- THE EXERCISE
Pick out every line in the material that contains the string "petal", and copy each of those lines.

- Raw records

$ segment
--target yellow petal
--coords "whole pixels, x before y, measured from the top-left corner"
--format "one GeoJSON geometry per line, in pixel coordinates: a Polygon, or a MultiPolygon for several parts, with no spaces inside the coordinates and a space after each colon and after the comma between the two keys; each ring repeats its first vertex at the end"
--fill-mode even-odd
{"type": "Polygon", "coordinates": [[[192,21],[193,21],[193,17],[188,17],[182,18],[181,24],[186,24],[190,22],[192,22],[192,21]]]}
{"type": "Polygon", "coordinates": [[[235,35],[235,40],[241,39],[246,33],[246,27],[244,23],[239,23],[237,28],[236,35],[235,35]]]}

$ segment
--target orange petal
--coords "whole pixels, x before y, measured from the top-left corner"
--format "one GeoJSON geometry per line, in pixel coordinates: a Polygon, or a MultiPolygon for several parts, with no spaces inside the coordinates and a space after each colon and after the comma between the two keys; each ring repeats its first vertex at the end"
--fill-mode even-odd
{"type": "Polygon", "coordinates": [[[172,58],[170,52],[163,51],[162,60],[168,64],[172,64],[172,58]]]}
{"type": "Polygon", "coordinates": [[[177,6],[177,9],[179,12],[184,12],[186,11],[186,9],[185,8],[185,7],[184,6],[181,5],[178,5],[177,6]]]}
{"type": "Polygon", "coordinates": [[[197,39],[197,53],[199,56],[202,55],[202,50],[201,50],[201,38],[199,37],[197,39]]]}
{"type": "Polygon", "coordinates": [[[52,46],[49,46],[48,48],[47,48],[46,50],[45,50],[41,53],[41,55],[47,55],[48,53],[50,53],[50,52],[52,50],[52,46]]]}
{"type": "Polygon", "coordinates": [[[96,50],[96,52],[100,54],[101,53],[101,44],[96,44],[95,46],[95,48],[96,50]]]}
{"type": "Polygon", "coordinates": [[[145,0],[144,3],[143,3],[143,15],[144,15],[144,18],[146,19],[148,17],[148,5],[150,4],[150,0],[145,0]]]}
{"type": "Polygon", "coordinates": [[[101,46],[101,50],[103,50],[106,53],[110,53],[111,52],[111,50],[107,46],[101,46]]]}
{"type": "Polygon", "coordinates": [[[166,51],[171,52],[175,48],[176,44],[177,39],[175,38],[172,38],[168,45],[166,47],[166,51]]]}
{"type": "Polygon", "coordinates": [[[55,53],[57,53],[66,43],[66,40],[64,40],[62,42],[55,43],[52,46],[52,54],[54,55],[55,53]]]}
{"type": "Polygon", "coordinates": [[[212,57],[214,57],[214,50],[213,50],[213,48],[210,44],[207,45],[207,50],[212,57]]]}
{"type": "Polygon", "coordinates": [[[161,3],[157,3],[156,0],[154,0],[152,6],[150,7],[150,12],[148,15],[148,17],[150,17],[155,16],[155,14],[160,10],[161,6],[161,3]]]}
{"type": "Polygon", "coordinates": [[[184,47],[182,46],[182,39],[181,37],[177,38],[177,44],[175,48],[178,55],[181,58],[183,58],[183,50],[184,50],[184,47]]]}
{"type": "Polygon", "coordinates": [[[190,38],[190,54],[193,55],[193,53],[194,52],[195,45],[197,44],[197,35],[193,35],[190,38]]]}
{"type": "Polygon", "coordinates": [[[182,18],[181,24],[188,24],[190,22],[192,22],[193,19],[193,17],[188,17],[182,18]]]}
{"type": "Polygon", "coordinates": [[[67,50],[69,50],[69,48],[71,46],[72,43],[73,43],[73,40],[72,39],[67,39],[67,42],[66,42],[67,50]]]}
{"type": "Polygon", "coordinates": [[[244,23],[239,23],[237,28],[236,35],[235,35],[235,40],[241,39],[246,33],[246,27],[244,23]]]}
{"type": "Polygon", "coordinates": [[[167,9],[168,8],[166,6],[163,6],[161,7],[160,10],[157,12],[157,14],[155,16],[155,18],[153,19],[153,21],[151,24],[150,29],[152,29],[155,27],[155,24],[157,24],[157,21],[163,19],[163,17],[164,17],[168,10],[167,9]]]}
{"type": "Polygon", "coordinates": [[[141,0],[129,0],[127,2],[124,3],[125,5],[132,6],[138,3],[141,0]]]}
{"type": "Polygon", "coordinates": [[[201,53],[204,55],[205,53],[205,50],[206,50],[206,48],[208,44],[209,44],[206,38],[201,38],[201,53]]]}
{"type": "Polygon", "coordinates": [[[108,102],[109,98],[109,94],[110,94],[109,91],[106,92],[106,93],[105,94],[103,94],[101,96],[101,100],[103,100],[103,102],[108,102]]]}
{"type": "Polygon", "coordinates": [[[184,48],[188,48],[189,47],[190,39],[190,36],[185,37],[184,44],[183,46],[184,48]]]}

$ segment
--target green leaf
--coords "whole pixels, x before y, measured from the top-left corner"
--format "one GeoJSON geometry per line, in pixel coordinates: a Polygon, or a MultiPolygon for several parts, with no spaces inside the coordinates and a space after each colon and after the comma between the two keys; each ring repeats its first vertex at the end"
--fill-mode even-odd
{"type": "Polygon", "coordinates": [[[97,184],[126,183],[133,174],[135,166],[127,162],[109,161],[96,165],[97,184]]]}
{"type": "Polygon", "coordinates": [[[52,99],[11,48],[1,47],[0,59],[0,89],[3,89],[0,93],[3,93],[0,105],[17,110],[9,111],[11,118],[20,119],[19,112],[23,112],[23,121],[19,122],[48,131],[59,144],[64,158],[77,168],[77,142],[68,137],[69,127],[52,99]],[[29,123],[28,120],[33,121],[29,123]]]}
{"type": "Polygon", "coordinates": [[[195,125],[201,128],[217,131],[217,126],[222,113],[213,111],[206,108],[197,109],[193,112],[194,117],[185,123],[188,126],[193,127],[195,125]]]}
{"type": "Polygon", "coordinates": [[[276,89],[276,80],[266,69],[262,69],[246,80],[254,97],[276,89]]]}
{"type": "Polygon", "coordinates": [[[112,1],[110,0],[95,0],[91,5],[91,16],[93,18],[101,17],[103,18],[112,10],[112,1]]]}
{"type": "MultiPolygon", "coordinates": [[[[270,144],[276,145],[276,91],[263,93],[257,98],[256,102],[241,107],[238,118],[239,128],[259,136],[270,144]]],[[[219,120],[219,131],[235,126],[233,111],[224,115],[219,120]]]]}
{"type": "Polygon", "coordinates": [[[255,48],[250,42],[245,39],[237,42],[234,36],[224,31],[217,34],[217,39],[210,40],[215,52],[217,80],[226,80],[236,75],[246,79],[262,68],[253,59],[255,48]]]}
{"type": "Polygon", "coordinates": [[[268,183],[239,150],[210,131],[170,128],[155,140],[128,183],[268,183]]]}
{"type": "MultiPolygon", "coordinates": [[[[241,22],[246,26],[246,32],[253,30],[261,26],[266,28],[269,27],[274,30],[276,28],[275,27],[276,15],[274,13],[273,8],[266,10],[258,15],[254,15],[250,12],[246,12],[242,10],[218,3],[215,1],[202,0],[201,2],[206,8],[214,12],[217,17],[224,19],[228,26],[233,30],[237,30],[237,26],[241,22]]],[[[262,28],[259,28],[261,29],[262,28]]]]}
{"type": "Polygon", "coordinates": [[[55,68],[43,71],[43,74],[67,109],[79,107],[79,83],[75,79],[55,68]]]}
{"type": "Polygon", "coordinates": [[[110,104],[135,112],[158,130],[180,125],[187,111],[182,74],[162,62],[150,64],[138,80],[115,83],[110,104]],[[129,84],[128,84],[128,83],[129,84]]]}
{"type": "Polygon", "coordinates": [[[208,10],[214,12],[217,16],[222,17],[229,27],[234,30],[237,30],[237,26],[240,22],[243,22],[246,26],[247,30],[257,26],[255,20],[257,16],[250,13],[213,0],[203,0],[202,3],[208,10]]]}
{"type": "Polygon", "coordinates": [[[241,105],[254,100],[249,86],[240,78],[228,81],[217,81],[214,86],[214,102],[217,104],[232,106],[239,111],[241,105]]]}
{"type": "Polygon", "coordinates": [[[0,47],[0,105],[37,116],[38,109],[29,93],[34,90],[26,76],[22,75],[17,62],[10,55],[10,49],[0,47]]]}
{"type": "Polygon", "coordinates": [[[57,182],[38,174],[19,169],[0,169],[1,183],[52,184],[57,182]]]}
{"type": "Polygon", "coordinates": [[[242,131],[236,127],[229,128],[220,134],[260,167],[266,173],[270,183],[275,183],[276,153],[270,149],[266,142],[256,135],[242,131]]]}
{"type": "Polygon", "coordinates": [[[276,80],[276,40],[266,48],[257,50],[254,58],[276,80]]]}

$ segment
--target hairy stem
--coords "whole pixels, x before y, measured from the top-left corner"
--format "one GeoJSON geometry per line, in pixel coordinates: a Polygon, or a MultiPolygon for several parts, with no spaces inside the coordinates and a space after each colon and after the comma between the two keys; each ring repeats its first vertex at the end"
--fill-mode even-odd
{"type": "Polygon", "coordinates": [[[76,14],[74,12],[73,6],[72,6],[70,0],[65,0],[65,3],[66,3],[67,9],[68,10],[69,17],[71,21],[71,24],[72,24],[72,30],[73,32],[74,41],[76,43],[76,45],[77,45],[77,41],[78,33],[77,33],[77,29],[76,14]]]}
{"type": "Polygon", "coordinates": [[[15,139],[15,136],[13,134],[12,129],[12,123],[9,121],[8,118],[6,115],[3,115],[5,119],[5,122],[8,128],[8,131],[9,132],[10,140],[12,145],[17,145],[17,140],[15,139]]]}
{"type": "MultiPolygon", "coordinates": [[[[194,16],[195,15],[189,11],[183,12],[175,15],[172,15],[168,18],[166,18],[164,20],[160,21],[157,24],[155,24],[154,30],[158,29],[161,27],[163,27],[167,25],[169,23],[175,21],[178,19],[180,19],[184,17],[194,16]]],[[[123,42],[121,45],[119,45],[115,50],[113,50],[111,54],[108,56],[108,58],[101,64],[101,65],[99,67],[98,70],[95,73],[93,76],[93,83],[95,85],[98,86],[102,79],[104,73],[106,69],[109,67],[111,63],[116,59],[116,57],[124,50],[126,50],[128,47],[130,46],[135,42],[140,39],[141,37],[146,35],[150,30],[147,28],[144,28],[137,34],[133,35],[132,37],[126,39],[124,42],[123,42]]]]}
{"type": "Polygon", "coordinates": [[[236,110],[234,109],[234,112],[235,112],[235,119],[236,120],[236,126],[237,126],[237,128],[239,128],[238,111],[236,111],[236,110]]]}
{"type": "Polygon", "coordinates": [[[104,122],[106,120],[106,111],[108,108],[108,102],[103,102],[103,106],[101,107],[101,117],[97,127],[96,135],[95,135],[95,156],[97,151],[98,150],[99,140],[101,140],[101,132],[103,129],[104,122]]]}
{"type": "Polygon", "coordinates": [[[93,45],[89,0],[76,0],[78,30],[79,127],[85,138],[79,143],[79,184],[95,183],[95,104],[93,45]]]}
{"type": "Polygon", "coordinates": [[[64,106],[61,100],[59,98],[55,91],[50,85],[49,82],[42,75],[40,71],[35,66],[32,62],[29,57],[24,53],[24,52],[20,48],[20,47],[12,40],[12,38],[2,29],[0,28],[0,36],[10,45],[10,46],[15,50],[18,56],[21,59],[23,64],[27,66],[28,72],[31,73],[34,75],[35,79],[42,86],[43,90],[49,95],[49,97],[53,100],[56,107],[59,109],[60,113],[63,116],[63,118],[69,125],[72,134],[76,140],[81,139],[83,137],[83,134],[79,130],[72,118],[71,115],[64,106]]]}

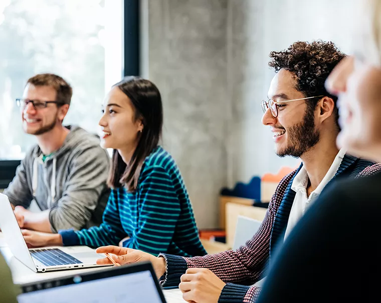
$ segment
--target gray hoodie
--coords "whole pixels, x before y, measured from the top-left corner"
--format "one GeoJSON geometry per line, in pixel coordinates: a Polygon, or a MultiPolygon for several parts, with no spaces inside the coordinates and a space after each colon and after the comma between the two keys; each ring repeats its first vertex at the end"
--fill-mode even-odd
{"type": "Polygon", "coordinates": [[[15,206],[27,208],[34,199],[41,210],[50,209],[53,232],[100,224],[109,194],[110,158],[99,139],[78,126],[66,127],[70,132],[63,145],[45,162],[40,147],[34,146],[4,191],[15,206]]]}

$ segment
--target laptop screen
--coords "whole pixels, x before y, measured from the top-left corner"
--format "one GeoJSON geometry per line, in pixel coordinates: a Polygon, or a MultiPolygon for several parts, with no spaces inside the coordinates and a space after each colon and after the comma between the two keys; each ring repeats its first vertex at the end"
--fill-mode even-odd
{"type": "Polygon", "coordinates": [[[26,286],[17,297],[19,303],[163,302],[149,270],[84,281],[79,275],[72,279],[73,283],[68,285],[55,286],[52,281],[30,286],[30,289],[26,286]]]}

- PROBLEM SOLUTION
--target yellow petal
--target orange petal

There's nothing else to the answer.